=== Begin Enclosure ===

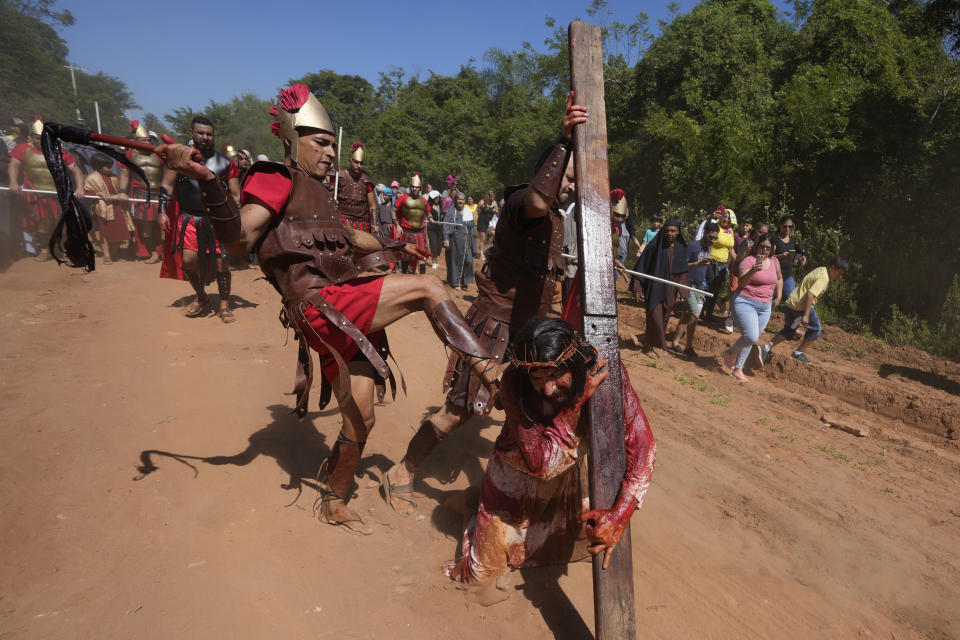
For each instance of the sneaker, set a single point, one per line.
(729, 359)
(762, 353)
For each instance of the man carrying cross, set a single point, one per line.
(531, 510)
(517, 282)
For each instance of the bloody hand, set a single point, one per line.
(605, 527)
(575, 114)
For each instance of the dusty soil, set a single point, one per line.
(154, 485)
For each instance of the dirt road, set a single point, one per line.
(154, 485)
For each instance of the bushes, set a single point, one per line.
(903, 330)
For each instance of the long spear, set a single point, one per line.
(87, 197)
(336, 182)
(649, 277)
(70, 242)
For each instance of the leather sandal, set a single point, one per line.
(398, 491)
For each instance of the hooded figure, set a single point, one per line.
(665, 257)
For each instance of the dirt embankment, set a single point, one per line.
(154, 484)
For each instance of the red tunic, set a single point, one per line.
(39, 206)
(356, 299)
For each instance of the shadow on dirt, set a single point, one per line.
(297, 447)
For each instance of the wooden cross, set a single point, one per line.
(613, 587)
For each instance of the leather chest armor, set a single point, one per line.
(151, 165)
(308, 249)
(36, 169)
(414, 211)
(352, 197)
(188, 189)
(528, 262)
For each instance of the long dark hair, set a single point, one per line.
(543, 339)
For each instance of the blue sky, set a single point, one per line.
(181, 53)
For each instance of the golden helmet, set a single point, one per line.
(137, 130)
(356, 152)
(295, 108)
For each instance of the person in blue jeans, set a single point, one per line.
(759, 288)
(799, 316)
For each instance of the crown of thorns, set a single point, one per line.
(524, 361)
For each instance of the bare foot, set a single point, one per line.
(334, 511)
(490, 592)
(226, 315)
(197, 307)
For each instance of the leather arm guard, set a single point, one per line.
(547, 180)
(390, 244)
(222, 212)
(163, 199)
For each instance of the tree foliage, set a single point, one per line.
(845, 113)
(33, 74)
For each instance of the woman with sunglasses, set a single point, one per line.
(785, 250)
(759, 288)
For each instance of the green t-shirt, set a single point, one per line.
(815, 282)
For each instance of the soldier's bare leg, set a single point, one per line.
(224, 281)
(358, 420)
(191, 264)
(432, 431)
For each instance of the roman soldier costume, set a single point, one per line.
(190, 228)
(354, 195)
(307, 255)
(517, 282)
(41, 209)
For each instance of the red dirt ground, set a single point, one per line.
(154, 485)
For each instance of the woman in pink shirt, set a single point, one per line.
(758, 293)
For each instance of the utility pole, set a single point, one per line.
(73, 81)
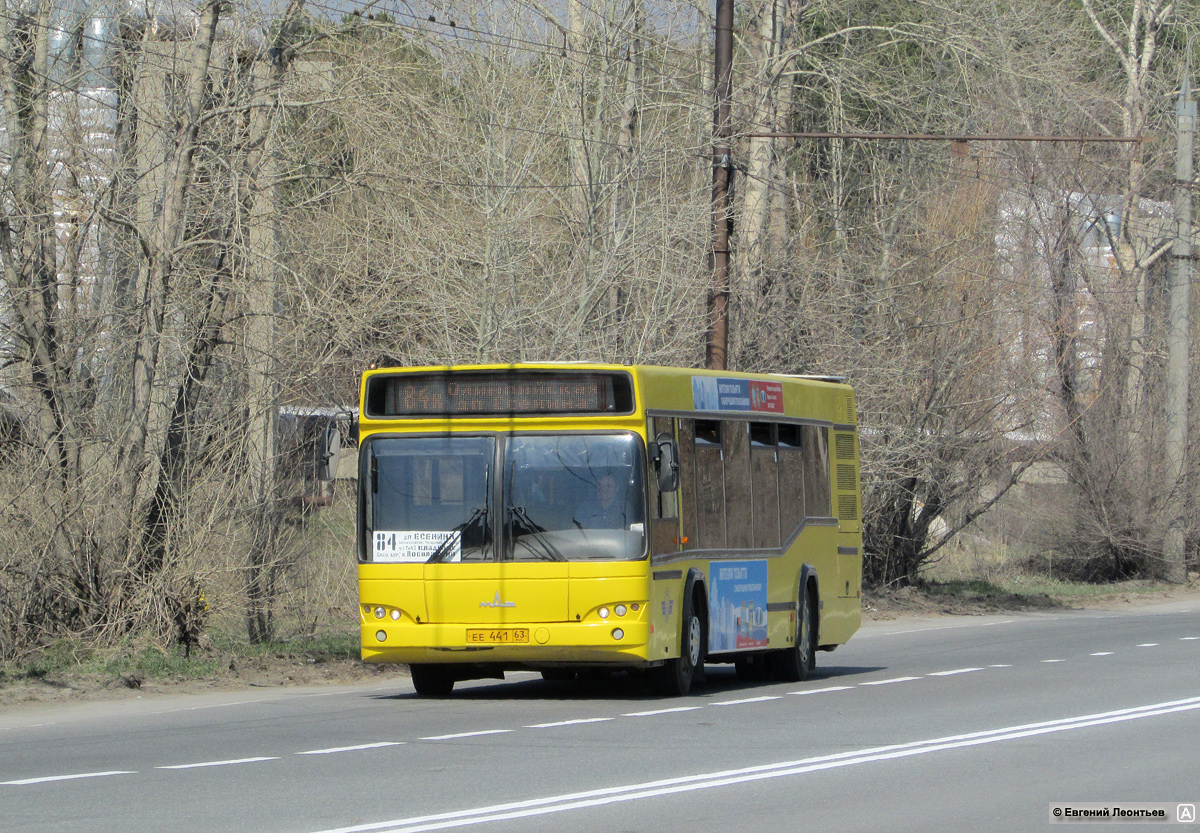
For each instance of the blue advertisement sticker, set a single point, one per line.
(712, 393)
(737, 605)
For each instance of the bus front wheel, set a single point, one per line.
(432, 681)
(675, 676)
(793, 664)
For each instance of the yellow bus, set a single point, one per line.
(577, 516)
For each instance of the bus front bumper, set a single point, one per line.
(617, 642)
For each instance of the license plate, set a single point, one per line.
(498, 636)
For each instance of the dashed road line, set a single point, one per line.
(661, 711)
(220, 763)
(569, 723)
(893, 679)
(459, 735)
(46, 779)
(353, 749)
(828, 688)
(747, 700)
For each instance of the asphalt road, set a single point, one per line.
(959, 724)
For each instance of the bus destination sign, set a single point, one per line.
(490, 394)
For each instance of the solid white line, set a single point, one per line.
(43, 779)
(217, 763)
(535, 807)
(828, 688)
(954, 627)
(353, 749)
(747, 700)
(568, 723)
(453, 737)
(894, 679)
(661, 711)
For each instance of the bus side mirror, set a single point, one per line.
(328, 447)
(666, 462)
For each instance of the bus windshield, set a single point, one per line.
(562, 497)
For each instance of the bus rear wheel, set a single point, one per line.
(432, 681)
(793, 664)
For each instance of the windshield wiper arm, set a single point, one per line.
(448, 546)
(538, 533)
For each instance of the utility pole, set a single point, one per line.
(717, 341)
(1179, 336)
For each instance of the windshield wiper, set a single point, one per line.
(449, 545)
(549, 551)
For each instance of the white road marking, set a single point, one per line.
(661, 711)
(353, 749)
(568, 723)
(828, 688)
(885, 682)
(575, 801)
(953, 627)
(459, 735)
(43, 779)
(219, 763)
(745, 700)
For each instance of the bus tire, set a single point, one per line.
(793, 664)
(675, 676)
(432, 681)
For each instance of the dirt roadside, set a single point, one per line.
(304, 667)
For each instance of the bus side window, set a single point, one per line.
(765, 484)
(816, 471)
(709, 486)
(791, 480)
(738, 508)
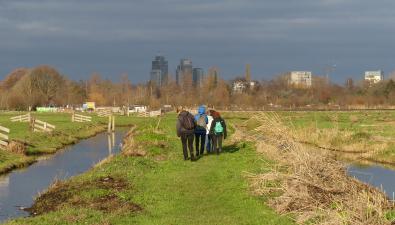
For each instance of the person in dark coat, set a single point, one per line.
(186, 131)
(218, 131)
(200, 130)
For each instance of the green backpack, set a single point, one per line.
(218, 129)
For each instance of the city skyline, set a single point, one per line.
(120, 36)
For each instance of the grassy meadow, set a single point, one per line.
(160, 187)
(157, 186)
(365, 136)
(39, 143)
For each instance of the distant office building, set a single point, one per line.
(241, 85)
(301, 79)
(159, 70)
(184, 69)
(197, 77)
(374, 76)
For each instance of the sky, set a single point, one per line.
(80, 37)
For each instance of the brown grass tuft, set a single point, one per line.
(312, 185)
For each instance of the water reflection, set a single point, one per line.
(377, 176)
(19, 188)
(111, 142)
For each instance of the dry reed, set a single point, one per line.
(312, 185)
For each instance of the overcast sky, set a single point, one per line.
(80, 37)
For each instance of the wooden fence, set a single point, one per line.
(80, 118)
(22, 118)
(150, 114)
(4, 137)
(104, 113)
(42, 126)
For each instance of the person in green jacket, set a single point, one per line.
(218, 132)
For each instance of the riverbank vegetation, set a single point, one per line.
(312, 185)
(149, 183)
(159, 187)
(27, 145)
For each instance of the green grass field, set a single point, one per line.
(169, 190)
(39, 143)
(161, 188)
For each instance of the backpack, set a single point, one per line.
(187, 122)
(218, 128)
(201, 122)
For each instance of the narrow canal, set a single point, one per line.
(375, 175)
(19, 188)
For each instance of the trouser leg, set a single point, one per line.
(197, 144)
(202, 142)
(190, 145)
(208, 145)
(215, 142)
(220, 142)
(184, 146)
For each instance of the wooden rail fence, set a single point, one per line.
(111, 124)
(42, 126)
(4, 137)
(150, 114)
(80, 118)
(22, 118)
(104, 113)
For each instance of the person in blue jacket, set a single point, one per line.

=== End Enclosure ===

## [Task prompt]
Write every line of the data out again exactly, leaving out all images.

## [Answer to the problem]
For each instance of the sneaker, set a single point, one per line.
(729, 359)
(762, 353)
For each instance of the man carrying cross, set a single point, one per line.
(531, 510)
(517, 282)
For each instance of the bloody hand, set a single point, one per line.
(605, 527)
(575, 114)
For each instance of the dusty soil, set a single point, one per line.
(154, 485)
For each instance of the dirt road, set a single point, one per line.
(154, 485)
For each instance of the bushes, set a single point, one per line.
(903, 330)
For each instance of the long spear, set a single point, one per line.
(87, 197)
(336, 182)
(649, 277)
(70, 242)
For each instance of the leather sandal, set a single point, one per line.
(398, 491)
For each instance of the hooded figure, set a single point, one per line.
(665, 257)
For each instance of the dirt embankment, set a single point, one per line.
(154, 484)
For each instance of the red tunic, set a single point, one per line.
(39, 206)
(356, 299)
For each instance of the shadow on dirt, set a single point, one per line.
(297, 447)
For each instance of the wooden cross, set a single point, one per line.
(613, 587)
For each instance of the leather chest armor, set a single point, one per line.
(151, 165)
(308, 249)
(36, 169)
(414, 211)
(352, 197)
(188, 189)
(528, 262)
For each instance of the long dark hair, set a single point, one per line.
(543, 339)
For each instance of the blue sky, set a single point, one per line.
(181, 53)
For each instance of the golden helmet, set a single point, one per line.
(137, 130)
(356, 152)
(295, 108)
For each instance of the person in blue jeans, set a single point, one per line.
(759, 288)
(799, 316)
For each instance of the crown of thorns, set a single point, one per line.
(524, 361)
For each instance of the bare foot, set a single point, one per line.
(334, 511)
(490, 592)
(226, 315)
(197, 307)
For each instance of the leather arm guard, set a single point, one per line.
(547, 180)
(390, 244)
(222, 212)
(163, 199)
For each instance of the tree foliage, set a single point, one per line.
(845, 113)
(33, 74)
For each instance of the woman with sunglasses, set a single point, one per line.
(785, 250)
(759, 288)
For each instance of the green t-shirt, set a single point, one per line.
(815, 282)
For each instance of the soldier's bare leg, set a single point, one per line.
(224, 281)
(358, 420)
(191, 264)
(432, 431)
For each instance of the roman soldier costume, set a single point, one per line.
(190, 228)
(354, 195)
(307, 255)
(517, 282)
(41, 209)
For each instance of the red dirt ground, set a single point, one per line.
(154, 485)
For each instance of the woman in pink shirt, set a single point, one per line.
(758, 293)
For each instance of the utility pole, set a single point, one per line.
(73, 81)
For each instance of the blue advertisement sticker, set a single point, one per line.
(712, 393)
(737, 605)
For each instance of the bus front wheel, set a single point, one per line.
(432, 681)
(675, 676)
(793, 664)
For each instance of the yellow bus, set a single point, one per line.
(577, 516)
For each instance of the bus front bumper, set a single point, one per line.
(617, 642)
For each instance of the license plate, set a single point, one per line.
(498, 636)
For each instance of the dashed road line, set a single point, one per line.
(661, 711)
(220, 763)
(569, 723)
(893, 679)
(459, 735)
(46, 779)
(353, 749)
(828, 688)
(747, 700)
For each instance of the asphalt road, set a single point, one per line.
(959, 724)
For each instance of the bus destination sign, set a single point, one per line.
(490, 394)
For each instance of the solid white line, set a single point, one per line.
(43, 779)
(217, 763)
(535, 807)
(828, 688)
(954, 627)
(353, 749)
(747, 700)
(568, 723)
(453, 737)
(894, 679)
(661, 711)
For each instance of the bus side mirror, set a single point, one per line.
(328, 447)
(666, 462)
For each instance of the bus windshield, set a single point, one per line.
(562, 497)
For each instance of the bus rear wheel, set a single point, one per line.
(432, 681)
(793, 664)
For each instance of the windshield wiper arm, set a single point, one per line.
(448, 546)
(538, 533)
For each instance of the utility pole, set a single point, one per line.
(717, 341)
(1179, 336)
For each instance of the windshield wiper, set a single point, one per line.
(449, 545)
(549, 551)
For each instance of the white road marking, set a single point, one per line.
(661, 711)
(353, 749)
(568, 723)
(828, 688)
(885, 682)
(575, 801)
(953, 627)
(459, 735)
(43, 779)
(219, 763)
(745, 700)
For each instance of the bus tire, set a single point, one per line.
(793, 664)
(675, 676)
(432, 681)
For each instance of the dirt roadside, set a single point, one per line.
(304, 667)
For each instance of the bus side window, set a single point, one per line.
(765, 484)
(816, 471)
(709, 486)
(791, 480)
(738, 508)
For each instance of the person in dark coat, set a single point, one per line.
(186, 131)
(218, 131)
(200, 130)
For each instance of the green backpack, set a single point, one per line.
(218, 129)
For each instance of the city skyline, set a single point, one per line.
(120, 36)
For each instance of the grassy meadow, set a single point, one per line.
(160, 187)
(157, 186)
(365, 136)
(39, 143)
For each instance of the distant office building, set a single point, one per line.
(241, 85)
(301, 79)
(159, 70)
(184, 69)
(197, 77)
(374, 76)
For each instance of the sky, set a single point, one per line.
(80, 37)
For each instance of the brown grass tuft, set a single point, one per line.
(312, 185)
For each instance of the water reflection, set a single point, one per line.
(377, 176)
(19, 188)
(111, 142)
For each instance of the dry reed, set a single point, one per line.
(312, 185)
For each instance of the overcast sky, set a single point, one per line.
(80, 37)
For each instance of the wooden fence, set a single point, one per line.
(80, 118)
(22, 118)
(150, 114)
(4, 137)
(104, 113)
(42, 126)
For each instance of the person in green jacket, set a single point, one per line.
(218, 132)
For each instance of the riverbank vegetation, set a single point, one per line.
(312, 185)
(149, 183)
(159, 187)
(27, 145)
For each instance of the green grass field, set a single point, one per line.
(169, 190)
(39, 143)
(161, 188)
For each instance of the backpack, set a single point, one per line.
(187, 122)
(218, 128)
(201, 122)
For each instance of the narrow canal, set a single point, one per line.
(375, 175)
(19, 188)
For each instance of the trouser leg, set a single point, one per line.
(197, 144)
(202, 142)
(190, 145)
(208, 145)
(215, 142)
(220, 142)
(184, 146)
For each instance of the wooden rail fence, set a single point, one per line.
(111, 124)
(42, 126)
(4, 137)
(150, 114)
(80, 118)
(22, 118)
(104, 113)
For each instance of the person in blue jacket, set a single point, one per line.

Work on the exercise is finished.